◆ **What you have to do**: Would you repeat the entries below exactly and omit the pictures?

━━━━━━

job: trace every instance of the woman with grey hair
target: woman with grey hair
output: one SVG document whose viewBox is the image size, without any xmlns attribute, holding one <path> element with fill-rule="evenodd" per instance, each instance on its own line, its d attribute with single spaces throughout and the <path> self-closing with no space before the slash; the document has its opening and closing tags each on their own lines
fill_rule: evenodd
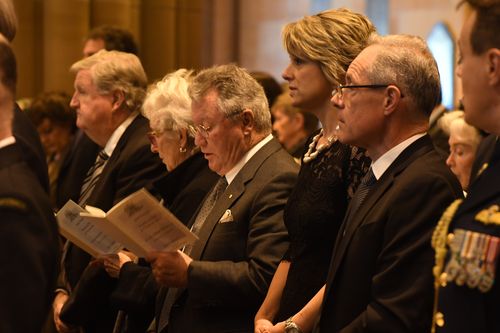
<svg viewBox="0 0 500 333">
<path fill-rule="evenodd" d="M 189 222 L 207 192 L 219 178 L 194 144 L 191 98 L 193 72 L 179 69 L 149 87 L 142 112 L 149 120 L 151 150 L 159 154 L 169 173 L 148 190 L 183 223 Z M 122 333 L 144 332 L 154 317 L 159 291 L 149 265 L 122 251 L 101 257 L 103 269 L 116 286 L 103 297 L 121 310 Z M 123 315 L 125 314 L 125 316 Z"/>
</svg>

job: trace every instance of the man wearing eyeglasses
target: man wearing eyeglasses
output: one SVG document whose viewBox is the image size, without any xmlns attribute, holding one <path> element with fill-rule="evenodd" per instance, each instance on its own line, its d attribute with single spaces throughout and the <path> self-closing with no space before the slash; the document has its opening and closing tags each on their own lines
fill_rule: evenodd
<svg viewBox="0 0 500 333">
<path fill-rule="evenodd" d="M 462 195 L 426 134 L 439 89 L 422 39 L 374 36 L 334 91 L 339 140 L 373 162 L 335 244 L 321 332 L 429 331 L 431 234 Z"/>
<path fill-rule="evenodd" d="M 247 71 L 201 71 L 190 95 L 195 143 L 221 179 L 190 223 L 198 242 L 148 258 L 156 280 L 170 287 L 157 332 L 252 333 L 288 247 L 282 215 L 298 166 L 272 138 L 266 96 Z"/>
</svg>

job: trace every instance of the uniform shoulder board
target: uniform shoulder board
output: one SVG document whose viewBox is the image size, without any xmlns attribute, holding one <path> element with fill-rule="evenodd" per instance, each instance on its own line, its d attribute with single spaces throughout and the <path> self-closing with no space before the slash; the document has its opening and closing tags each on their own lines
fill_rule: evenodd
<svg viewBox="0 0 500 333">
<path fill-rule="evenodd" d="M 500 226 L 500 211 L 498 205 L 492 205 L 477 213 L 476 220 L 484 224 Z"/>
<path fill-rule="evenodd" d="M 0 197 L 0 209 L 28 210 L 28 205 L 23 200 L 13 197 Z"/>
</svg>

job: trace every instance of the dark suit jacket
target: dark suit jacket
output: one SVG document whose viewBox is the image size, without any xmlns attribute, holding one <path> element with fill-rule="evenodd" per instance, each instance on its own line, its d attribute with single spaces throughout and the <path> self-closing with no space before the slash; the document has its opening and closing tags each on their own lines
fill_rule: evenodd
<svg viewBox="0 0 500 333">
<path fill-rule="evenodd" d="M 166 173 L 165 165 L 158 155 L 150 150 L 150 143 L 147 138 L 148 130 L 149 124 L 146 118 L 138 116 L 134 119 L 121 136 L 113 154 L 109 157 L 87 204 L 107 211 L 121 199 L 159 179 Z M 90 255 L 77 246 L 70 244 L 67 247 L 63 264 L 67 283 L 71 289 L 74 289 L 79 282 L 89 260 Z M 83 290 L 80 290 L 80 292 L 85 294 Z M 92 292 L 97 293 L 96 290 L 92 290 Z M 93 305 L 89 304 L 88 306 L 92 307 Z M 93 318 L 86 323 L 75 322 L 73 324 L 86 326 L 89 332 L 109 331 L 114 322 L 115 312 L 111 311 L 109 306 L 104 308 L 108 313 L 104 309 L 100 311 L 99 314 L 102 315 L 102 318 Z M 93 310 L 96 309 L 97 307 Z M 106 321 L 106 323 L 100 323 L 100 320 Z"/>
<path fill-rule="evenodd" d="M 14 105 L 12 132 L 26 164 L 37 177 L 42 188 L 49 193 L 49 174 L 40 136 L 31 120 L 17 104 Z"/>
<path fill-rule="evenodd" d="M 78 202 L 80 189 L 87 175 L 87 171 L 101 148 L 82 131 L 78 130 L 68 153 L 64 156 L 57 177 L 56 204 L 61 208 L 73 200 Z"/>
<path fill-rule="evenodd" d="M 59 262 L 49 198 L 15 145 L 0 149 L 0 332 L 40 332 Z"/>
<path fill-rule="evenodd" d="M 500 213 L 496 213 L 497 223 L 485 224 L 476 215 L 500 206 L 500 142 L 496 142 L 489 154 L 488 168 L 471 184 L 467 198 L 458 208 L 450 226 L 451 231 L 464 229 L 482 235 L 500 237 Z M 498 250 L 497 250 L 498 251 Z M 494 264 L 495 282 L 487 292 L 470 288 L 467 284 L 458 286 L 454 281 L 439 289 L 437 310 L 444 315 L 444 327 L 437 329 L 443 333 L 489 333 L 500 332 L 500 264 L 496 257 Z"/>
<path fill-rule="evenodd" d="M 428 332 L 430 238 L 443 210 L 460 196 L 458 180 L 427 135 L 407 147 L 359 210 L 346 215 L 328 273 L 320 331 Z"/>
<path fill-rule="evenodd" d="M 188 287 L 172 290 L 168 332 L 253 332 L 253 317 L 288 248 L 283 209 L 297 172 L 275 139 L 245 164 L 200 229 Z M 232 221 L 219 222 L 228 211 Z"/>
</svg>

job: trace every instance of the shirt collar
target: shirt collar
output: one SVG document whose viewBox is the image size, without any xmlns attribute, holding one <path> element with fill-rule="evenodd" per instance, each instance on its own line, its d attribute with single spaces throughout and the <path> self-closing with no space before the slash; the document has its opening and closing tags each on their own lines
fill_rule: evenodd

━━━━━━

◆ **Solution below**:
job: trace every instance of the woman with grey hair
target: woman with grey hair
output: one SVG document whose viewBox is the image size, without any xmlns attribute, holding one <path> element with fill-rule="evenodd" per instance, each instance on its own line, its d attribute with single spaces throughout and the <path> self-closing with no space before the slash; the document has its opening and closing tags each on their own lines
fill_rule: evenodd
<svg viewBox="0 0 500 333">
<path fill-rule="evenodd" d="M 189 222 L 207 192 L 219 178 L 194 144 L 191 98 L 193 72 L 179 69 L 149 87 L 142 112 L 149 120 L 151 150 L 159 154 L 169 173 L 148 190 L 183 223 Z M 122 333 L 144 332 L 154 317 L 159 291 L 149 265 L 122 251 L 101 257 L 103 269 L 116 286 L 103 297 L 121 310 Z M 123 315 L 125 314 L 125 316 Z"/>
</svg>

job: trace every instance of the man wearing eyeglasses
target: man wearing eyeglasses
output: one SVG document whose viewBox is the image size, without any xmlns attribute, holding one <path> element with fill-rule="evenodd" per instance, each instance on its own line, its d attribute with single spaces throughout and the <path> self-closing with no space before the slash; the document has its opening and closing tags each on their own lines
fill_rule: evenodd
<svg viewBox="0 0 500 333">
<path fill-rule="evenodd" d="M 462 195 L 426 134 L 439 89 L 422 39 L 374 36 L 334 91 L 339 140 L 373 162 L 335 244 L 321 332 L 429 331 L 431 234 Z"/>
<path fill-rule="evenodd" d="M 247 71 L 201 71 L 190 95 L 195 143 L 221 179 L 190 223 L 198 242 L 148 258 L 156 280 L 170 287 L 157 332 L 252 333 L 288 247 L 282 215 L 298 166 L 272 138 L 266 96 Z"/>
</svg>

job: trace every instance of the uniform shoulder board
target: uniform shoulder board
output: one SVG document whose viewBox is the image size, without any xmlns attribute, holding one <path> element with fill-rule="evenodd" per instance, each instance on its own line, its d attribute with single spaces throughout and the <path> self-closing with no space before the slash; the document has its opening and closing tags each on their own lines
fill_rule: evenodd
<svg viewBox="0 0 500 333">
<path fill-rule="evenodd" d="M 500 226 L 500 211 L 498 205 L 492 205 L 477 213 L 476 220 L 484 224 Z"/>
<path fill-rule="evenodd" d="M 0 197 L 0 209 L 28 210 L 28 205 L 23 200 L 13 197 Z"/>
</svg>

job: trace every instance of the dark suit jacket
target: dark suit jacket
output: one SVG document whose viewBox is the image size, without any xmlns attribute, holding one <path> element with fill-rule="evenodd" per instance, each instance on its own line, its d attribute with single spaces throughout and the <path> self-closing with no space before the slash; the document has its opening and closing tags each on their own lines
fill_rule: evenodd
<svg viewBox="0 0 500 333">
<path fill-rule="evenodd" d="M 166 173 L 165 165 L 158 155 L 150 150 L 150 143 L 147 138 L 148 130 L 149 124 L 146 118 L 138 116 L 134 119 L 121 136 L 113 154 L 109 157 L 87 204 L 107 211 L 121 199 L 159 179 Z M 90 255 L 77 246 L 70 244 L 67 247 L 63 264 L 67 283 L 71 289 L 74 289 L 79 282 L 89 260 Z M 83 290 L 80 290 L 80 292 L 85 294 Z M 92 292 L 97 293 L 96 290 L 92 290 Z M 93 305 L 89 304 L 88 306 L 92 307 Z M 93 318 L 86 323 L 75 322 L 73 324 L 86 326 L 89 332 L 109 331 L 114 322 L 115 312 L 111 311 L 109 306 L 104 308 L 108 313 L 104 309 L 100 311 L 99 314 L 102 315 L 102 318 Z M 93 310 L 96 309 L 97 307 Z M 106 321 L 106 323 L 100 323 L 100 320 Z"/>
<path fill-rule="evenodd" d="M 14 105 L 12 132 L 26 164 L 37 177 L 42 188 L 49 193 L 49 174 L 40 136 L 31 120 L 17 104 Z"/>
<path fill-rule="evenodd" d="M 78 202 L 80 189 L 87 175 L 87 171 L 101 148 L 82 131 L 78 130 L 68 153 L 64 156 L 57 177 L 56 204 L 61 208 L 73 200 Z"/>
<path fill-rule="evenodd" d="M 59 262 L 49 198 L 15 145 L 0 149 L 0 332 L 40 332 Z"/>
<path fill-rule="evenodd" d="M 500 213 L 496 213 L 497 223 L 485 224 L 476 215 L 500 206 L 500 142 L 496 142 L 489 154 L 488 168 L 471 184 L 467 198 L 458 208 L 450 226 L 451 231 L 464 229 L 482 235 L 500 237 Z M 498 250 L 497 250 L 498 251 Z M 494 264 L 495 282 L 487 292 L 470 288 L 467 284 L 458 286 L 454 281 L 439 289 L 437 310 L 444 315 L 444 327 L 437 329 L 443 333 L 489 333 L 500 332 L 500 264 L 496 257 Z"/>
<path fill-rule="evenodd" d="M 428 332 L 430 238 L 443 210 L 460 196 L 458 180 L 427 135 L 407 147 L 359 210 L 346 215 L 328 273 L 320 331 Z"/>
<path fill-rule="evenodd" d="M 188 287 L 172 290 L 168 332 L 253 332 L 253 317 L 288 248 L 283 209 L 297 172 L 275 139 L 245 164 L 200 229 Z M 232 221 L 219 222 L 228 211 Z"/>
</svg>

job: trace every instance of the shirt collar
target: shirt collar
output: one SVG document whose viewBox is the image size, without any xmlns attribute, holding one <path> element with fill-rule="evenodd" per instance, each instance on its own line, its d attribute with single spaces throughout and the <path> self-closing with no space before the slash; the document has its opening and closing tags each on their own lines
fill_rule: evenodd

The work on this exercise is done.